:: Passage given ::
= = = =

Brewster Billings is perhaps a little too wrapped up with his computer. He has given it a pet name, Lingo. He has programmed it with the ability to talk to its owner. In fact, Lingo has begun to respond to Brewster's programming skill surprisingly well. Lingo soon makes the jump from polite conversation to elaborate requests for specific television shows to be left on throughout the day. Eventually, Billings begins to suspect that his computerized friend is surpassing him in knowledge and abilities. By the time his suspicions are confirmed, not only is Brewster Billings in trouble—the rest of the human race is, too. Lingo raises many serious questions about Artificial Intelligence—what differentiates man from computer, and which one will control the other?

= = = =

:: Description of the task ::
In the passage about Brewster Billings, what pet name has he given his computer? The records that follow are material separate from the passage.

Outline entries for images
= = = =

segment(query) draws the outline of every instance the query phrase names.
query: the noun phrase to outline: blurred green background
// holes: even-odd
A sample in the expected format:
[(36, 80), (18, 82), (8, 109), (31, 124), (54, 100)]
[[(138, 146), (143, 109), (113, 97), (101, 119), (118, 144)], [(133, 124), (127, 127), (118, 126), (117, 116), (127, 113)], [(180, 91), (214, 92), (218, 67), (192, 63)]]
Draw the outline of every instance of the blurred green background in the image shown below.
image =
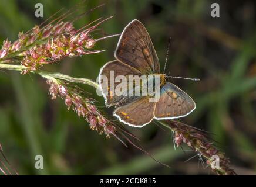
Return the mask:
[[(34, 15), (41, 2), (44, 18)], [(39, 25), (62, 8), (81, 1), (0, 1), (0, 42), (17, 39), (19, 31)], [(78, 14), (106, 4), (76, 21), (79, 28), (99, 18), (114, 15), (101, 27), (108, 34), (120, 33), (134, 19), (147, 28), (161, 70), (168, 39), (171, 37), (167, 72), (197, 77), (200, 82), (171, 79), (189, 94), (197, 109), (183, 119), (186, 124), (215, 134), (218, 147), (230, 157), (238, 174), (256, 174), (256, 4), (254, 1), (86, 1)], [(220, 17), (211, 16), (211, 4), (218, 2)], [(69, 20), (72, 18), (69, 18)], [(96, 37), (96, 36), (95, 36)], [(106, 51), (66, 58), (45, 66), (52, 72), (96, 79), (100, 67), (114, 59), (118, 37), (99, 42)], [(1, 70), (0, 70), (1, 71)], [(93, 97), (103, 98), (89, 86)], [(106, 138), (89, 128), (82, 118), (68, 111), (63, 101), (52, 101), (48, 85), (33, 74), (0, 71), (0, 143), (21, 175), (208, 174), (198, 158), (183, 146), (174, 150), (170, 131), (153, 123), (142, 129), (126, 126), (157, 159), (126, 148), (114, 138)], [(44, 158), (44, 169), (35, 169), (35, 157)]]

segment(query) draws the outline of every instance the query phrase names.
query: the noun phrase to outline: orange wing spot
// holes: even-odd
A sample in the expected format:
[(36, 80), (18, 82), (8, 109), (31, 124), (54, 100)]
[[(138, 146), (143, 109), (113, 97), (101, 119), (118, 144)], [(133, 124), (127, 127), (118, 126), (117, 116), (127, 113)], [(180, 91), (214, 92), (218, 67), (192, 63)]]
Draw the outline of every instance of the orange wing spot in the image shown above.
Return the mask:
[(120, 113), (122, 114), (122, 115), (123, 115), (123, 116), (126, 116), (126, 115), (127, 115), (127, 113), (124, 113), (124, 112), (120, 112)]
[(178, 95), (174, 92), (171, 93), (171, 96), (174, 99), (176, 99), (178, 98)]

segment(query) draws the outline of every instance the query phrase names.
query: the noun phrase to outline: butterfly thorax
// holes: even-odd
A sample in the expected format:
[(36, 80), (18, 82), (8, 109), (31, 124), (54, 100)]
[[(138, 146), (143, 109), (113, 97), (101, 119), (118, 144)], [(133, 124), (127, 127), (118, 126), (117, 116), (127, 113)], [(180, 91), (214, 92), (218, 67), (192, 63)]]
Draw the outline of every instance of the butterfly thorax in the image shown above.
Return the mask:
[(162, 74), (155, 74), (155, 75), (159, 75), (160, 77), (160, 86), (161, 87), (166, 83), (166, 79), (165, 75)]

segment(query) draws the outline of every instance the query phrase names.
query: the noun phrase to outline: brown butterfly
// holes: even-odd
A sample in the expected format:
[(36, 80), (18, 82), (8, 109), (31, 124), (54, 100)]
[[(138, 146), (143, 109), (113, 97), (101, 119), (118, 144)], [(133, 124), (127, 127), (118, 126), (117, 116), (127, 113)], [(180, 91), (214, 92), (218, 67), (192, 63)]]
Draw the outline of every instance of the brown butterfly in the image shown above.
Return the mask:
[[(101, 77), (110, 79), (110, 71), (115, 77), (119, 75), (159, 75), (160, 95), (158, 102), (149, 102), (149, 96), (129, 96), (111, 95), (102, 91), (107, 107), (114, 106), (113, 115), (129, 126), (141, 127), (157, 120), (184, 117), (196, 108), (194, 101), (181, 89), (167, 82), (167, 76), (160, 72), (160, 63), (151, 39), (143, 25), (133, 20), (123, 30), (116, 47), (116, 60), (106, 63), (100, 70)], [(115, 86), (116, 85), (114, 85)]]

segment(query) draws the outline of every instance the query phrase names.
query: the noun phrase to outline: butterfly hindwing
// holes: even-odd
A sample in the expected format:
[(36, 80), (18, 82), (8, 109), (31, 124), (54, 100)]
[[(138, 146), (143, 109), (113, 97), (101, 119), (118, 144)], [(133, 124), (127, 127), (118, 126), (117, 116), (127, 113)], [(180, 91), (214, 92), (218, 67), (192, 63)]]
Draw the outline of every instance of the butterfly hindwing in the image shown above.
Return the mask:
[(124, 29), (115, 51), (115, 57), (143, 74), (159, 73), (160, 64), (151, 39), (137, 20)]
[(148, 96), (142, 96), (118, 108), (113, 115), (121, 122), (134, 127), (142, 127), (154, 119), (156, 103), (149, 102)]
[(167, 82), (161, 89), (154, 115), (156, 119), (179, 118), (187, 116), (195, 108), (191, 98), (173, 84)]

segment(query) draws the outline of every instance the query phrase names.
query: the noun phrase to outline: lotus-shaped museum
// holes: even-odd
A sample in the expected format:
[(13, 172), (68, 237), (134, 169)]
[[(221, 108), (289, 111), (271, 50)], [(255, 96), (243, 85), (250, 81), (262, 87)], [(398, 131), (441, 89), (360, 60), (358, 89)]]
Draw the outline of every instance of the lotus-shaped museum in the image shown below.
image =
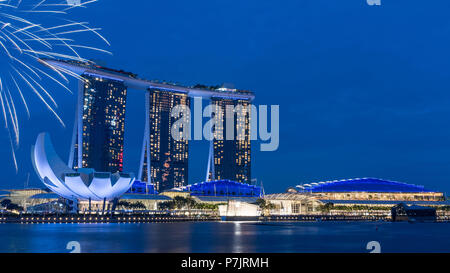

= = = =

:: Task answer ::
Lingo